Collected data entries
"""
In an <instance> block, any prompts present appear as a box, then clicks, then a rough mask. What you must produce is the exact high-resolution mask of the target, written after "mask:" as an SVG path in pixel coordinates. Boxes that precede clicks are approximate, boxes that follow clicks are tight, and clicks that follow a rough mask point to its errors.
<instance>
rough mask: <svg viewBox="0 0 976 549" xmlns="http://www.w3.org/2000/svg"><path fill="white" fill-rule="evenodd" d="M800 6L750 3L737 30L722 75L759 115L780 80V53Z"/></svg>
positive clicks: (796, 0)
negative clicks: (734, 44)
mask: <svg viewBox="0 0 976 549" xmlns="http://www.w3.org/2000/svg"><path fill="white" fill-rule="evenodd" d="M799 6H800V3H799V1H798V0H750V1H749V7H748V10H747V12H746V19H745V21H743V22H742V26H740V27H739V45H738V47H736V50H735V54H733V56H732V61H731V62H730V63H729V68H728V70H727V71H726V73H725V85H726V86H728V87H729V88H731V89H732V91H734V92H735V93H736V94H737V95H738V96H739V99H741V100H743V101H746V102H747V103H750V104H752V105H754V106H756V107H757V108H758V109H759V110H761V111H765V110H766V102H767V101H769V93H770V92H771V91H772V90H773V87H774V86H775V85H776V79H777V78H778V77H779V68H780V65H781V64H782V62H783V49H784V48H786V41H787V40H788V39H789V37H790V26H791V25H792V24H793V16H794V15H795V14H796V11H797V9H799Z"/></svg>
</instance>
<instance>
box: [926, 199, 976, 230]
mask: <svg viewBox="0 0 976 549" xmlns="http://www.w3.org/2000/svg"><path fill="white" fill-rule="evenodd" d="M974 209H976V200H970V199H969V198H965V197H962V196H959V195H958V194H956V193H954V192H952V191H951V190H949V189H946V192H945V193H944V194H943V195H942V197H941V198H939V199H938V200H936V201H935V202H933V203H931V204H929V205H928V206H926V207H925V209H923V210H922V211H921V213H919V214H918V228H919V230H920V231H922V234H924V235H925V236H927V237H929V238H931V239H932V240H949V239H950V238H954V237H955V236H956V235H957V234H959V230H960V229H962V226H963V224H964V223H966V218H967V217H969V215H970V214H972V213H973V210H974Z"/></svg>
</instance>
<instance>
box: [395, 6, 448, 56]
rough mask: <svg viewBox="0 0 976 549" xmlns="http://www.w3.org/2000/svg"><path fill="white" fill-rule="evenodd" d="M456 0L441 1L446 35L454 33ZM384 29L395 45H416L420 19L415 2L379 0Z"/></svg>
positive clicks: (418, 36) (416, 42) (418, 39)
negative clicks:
"""
Present all of the material above as a numbered list of lines, omitting any blank lines.

1. In an <instance> block, any prompts present appear as a box, then clicks, then a rough mask. What you must produce is the exact high-resolution mask of the target, written after "mask:" as an SVG path in pixel coordinates. Boxes that precede clicks are approximate, boxes that follow clicks are tight, and clicks that follow a rough mask point to its errors.
2. <instance>
3. rough mask: <svg viewBox="0 0 976 549" xmlns="http://www.w3.org/2000/svg"><path fill="white" fill-rule="evenodd" d="M800 6L750 3L737 30L722 75L759 115L780 80V53Z"/></svg>
4. positive clicks: (796, 0)
5. negative clicks: (734, 44)
6. mask: <svg viewBox="0 0 976 549" xmlns="http://www.w3.org/2000/svg"><path fill="white" fill-rule="evenodd" d="M799 6H800V3H799V1H798V0H750V1H749V7H748V10H747V12H746V19H745V21H743V22H742V26H740V27H739V45H738V47H736V50H735V54H733V56H732V61H731V62H730V63H729V68H728V70H727V71H726V73H725V85H726V86H728V87H729V88H731V89H732V91H734V92H735V93H736V94H737V95H738V96H739V99H741V100H743V101H746V102H747V103H750V104H752V105H754V106H756V107H757V108H758V109H759V110H761V111H765V110H766V102H767V101H769V93H770V92H771V91H772V90H773V87H774V86H775V85H776V79H777V78H778V77H779V68H780V65H781V64H782V62H783V49H784V48H786V41H787V40H788V39H789V37H790V26H791V25H792V24H793V16H794V15H795V14H796V11H797V9H799Z"/></svg>
7. </instance>
8. <instance>
9. box: [926, 199, 976, 230]
10. mask: <svg viewBox="0 0 976 549" xmlns="http://www.w3.org/2000/svg"><path fill="white" fill-rule="evenodd" d="M974 209H976V200H970V199H969V198H965V197H962V196H959V195H958V194H956V193H954V192H952V191H951V190H949V189H946V192H945V193H944V194H943V195H942V197H941V198H939V199H938V200H936V201H935V202H933V203H931V204H929V205H928V206H926V207H925V209H923V210H922V211H921V213H919V214H918V228H919V230H920V231H922V234H924V235H925V236H927V237H929V238H931V239H932V240H949V239H950V238H954V237H955V236H956V235H957V234H959V230H960V229H962V226H963V224H964V223H966V218H967V217H969V215H970V214H972V213H973V210H974Z"/></svg>
11. </instance>
12. <instance>
13. box: [395, 6, 448, 56]
14. rough mask: <svg viewBox="0 0 976 549" xmlns="http://www.w3.org/2000/svg"><path fill="white" fill-rule="evenodd" d="M456 0L441 1L446 35L454 33ZM384 29L395 45H416L420 19L415 2L379 0Z"/></svg>
15. positive clicks: (418, 36) (416, 42) (418, 39)
16. negative clicks:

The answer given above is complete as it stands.